▶ _SET OF TASKS_
- A) In the article on the hospital bylaws ruling, write out everything from "By Amy Lynn" down to "rules and regulations.", substituting "medical center" for every "hospital".
- B) Pick up the article on the Illinois hospital bylaws ruling after its last sentence and carry it on.

TEXT SECTION section start

Court rules hospital not bound by bylaws
■ Medical staff bylaws are only a contract with respect to privilege disputes, an Illinois appeals court said.
By Amy Lynn Sorrel — Posted June 26, 2006
Illinois physicians say an appellate court ruling will expose them to the whims of hospital boards and ultimately threaten their say in patient care issues if it is allowed to stand.
The Illinois Fourth District Appellate Court, in a 2-1 decision in May, ruled that under Illinois law, medical staff bylaws are only contractually binding when it comes to granting or denying staff privileges. In other circumstances, the judges said, hospital policy takes precedence because courts are "not equipped" to review the nitty-gritty details of hospital and medical staff rules and regulations.
"To delve into the rule-making history of hospital bylaws on an issue such as malpractice insurance requirements is beyond the scope of this court's limited review," Judge Sue Myerscough wrote for the majority.

TEXT SECTION section end
EXCERPTED RECORDS section start

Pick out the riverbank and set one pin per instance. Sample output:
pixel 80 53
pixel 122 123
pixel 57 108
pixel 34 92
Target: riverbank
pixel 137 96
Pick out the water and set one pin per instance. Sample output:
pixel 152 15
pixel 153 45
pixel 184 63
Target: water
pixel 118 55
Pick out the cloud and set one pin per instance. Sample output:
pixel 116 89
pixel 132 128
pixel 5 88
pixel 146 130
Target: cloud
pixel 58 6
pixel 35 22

EXCERPTED RECORDS section end
EXCERPTED RECORDS section start

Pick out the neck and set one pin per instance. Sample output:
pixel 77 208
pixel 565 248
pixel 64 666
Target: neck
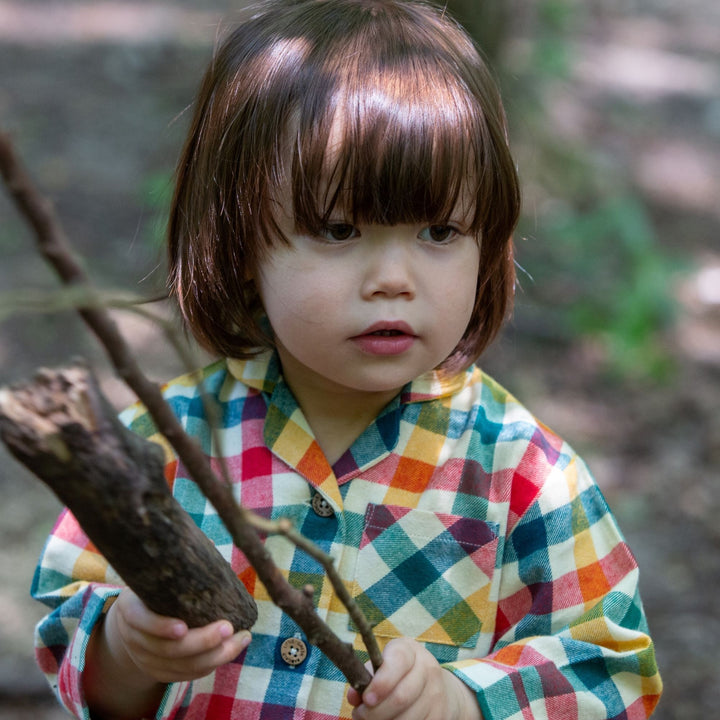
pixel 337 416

EXCERPTED RECORDS section end

▶ _RESULTS FOR THE EXERCISE_
- A)
By Amy Lynn Sorrel — Posted June 26, 2006
Illinois physicians say an appellate court ruling will expose them to the whims of medical center boards and ultimately threaten their say in patient care issues if it is allowed to stand.
The Illinois Fourth District Appellate Court, in a 2-1 decision in May, ruled that under Illinois law, medical staff bylaws are only contractually binding when it comes to granting or denying staff privileges. In other circumstances, the judges said, medical center policy takes precedence because courts are "not equipped" to review the nitty-gritty details of medical center and medical staff rules and regulations.

- B)
The ruling comes after Provena United Samaritans Medical Center last year challenged a trial court decision that said the hospital violated the medical staff bylaws when it imposed higher insurance limits on staff doctors without getting proper consent from the medical staff. A group of physicians, some of them struggling to pay the high insurance premiums in Illinois, sued the hospital saying they should be allowed to carry the lower limits of insurance because the medical staff never approved the hospital's decision to raise the limits.
As the first case in Illinois to question the contractual nature of medical staff bylaws beyond privilege disputes, doctors say the ruling could set a dangerous precedent for eviscerating medical staffs' independence.
The bylaws are "one of the few things that physicians have within a hospital institution that they can use to govern their practice and where there is a great deal of input," said Richard King, general counsel of the Illinois State Medical Society, which filed a friend-of-the-court brief in the case, with the American Medical Association/State Medical Societies Litigation Center.
Doctors fear the court's interpretation will render medical staff bylaws meaningless if they are not recognized as a valid contract as a whole.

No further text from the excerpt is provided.